• _Set of tasks_
- a) From the Kafka Streams wrapper text, extract the span that starts at "Keeping both APIs" and stops after "than adding .safe.".
- b) In the Kafka Streams wrapper text, why is this wrapper described as a bit less thin than KStreamS?
- c) Shorten the paragraph of the Kafka Streams wrapper text that opens with "Keeping both APIs available", keeping its main facts.

• _Supplied passage_
-- START --

In the later expression, we will be using the KStream#mapValues method, but if we want to use the TSKStream#mapValues method, there is no easy way to fix that. However, by prepending .safe you can select to apply the transformation selectively if you want it.

Keeping both APIs available from the same object makes it harder to debug problems which may arise from the implicit conversions not getting always triggered, and by separating the APIs via an intermediate .safe step, it's easier to distinguish. Alternatively, the user could adscribe their object to the TSKStream type (e.g., (x : TSKStream[K, V]).mapValues(???)) but that is more convoluted than adding .safe.

In comparison with KStreamS, this wrapper is a bit less thin, as it will try to include the appropriate Serde/Produced/etc instances, so you may want to know if you are using the TS version or not because otherwise you may need to produce the serializing objects yourself, so I find it's a bit more important to distinguish whether you're using the wrapper or not.

For simple usage cases, such as implementing the API both methods will suffice, as you are stating the return types explicitly (and thus you are guaranteed that the conversion will happen inside the function), but if your application still uses KStreams around, it's probaly easier to keep track of which operations you are performing by adding them explicitly.

-- END --

• _Available data_
-- START --

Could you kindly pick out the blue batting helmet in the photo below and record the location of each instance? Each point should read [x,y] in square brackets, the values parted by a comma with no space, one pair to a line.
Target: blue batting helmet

-- END --

• _Results by task_
- a)
Keeping both APIs available from the same object makes it harder to debug problems which may arise from the implicit conversions not getting always triggered, and by separating the APIs via an intermediate .safe step, it's easier to distinguish. Alternatively, the user could adscribe their object to the TSKStream type (e.g., (x : TSKStream[K, V]).mapValues(???)) but that is more convoluted than adding .safe.

- b) It tries to include the appropriate Serde/Produced/etc instances.

- c) Exposing both APIs on one object makes it harder to debug problems caused by implicit conversions that don't always trigger. Separating the APIs with an intermediate .safe step makes them easier to distinguish. A user could instead type the object as TSKStream, as in (x : TSKStream[K, V]).mapValues(???), but that is more convoluted than adding .safe.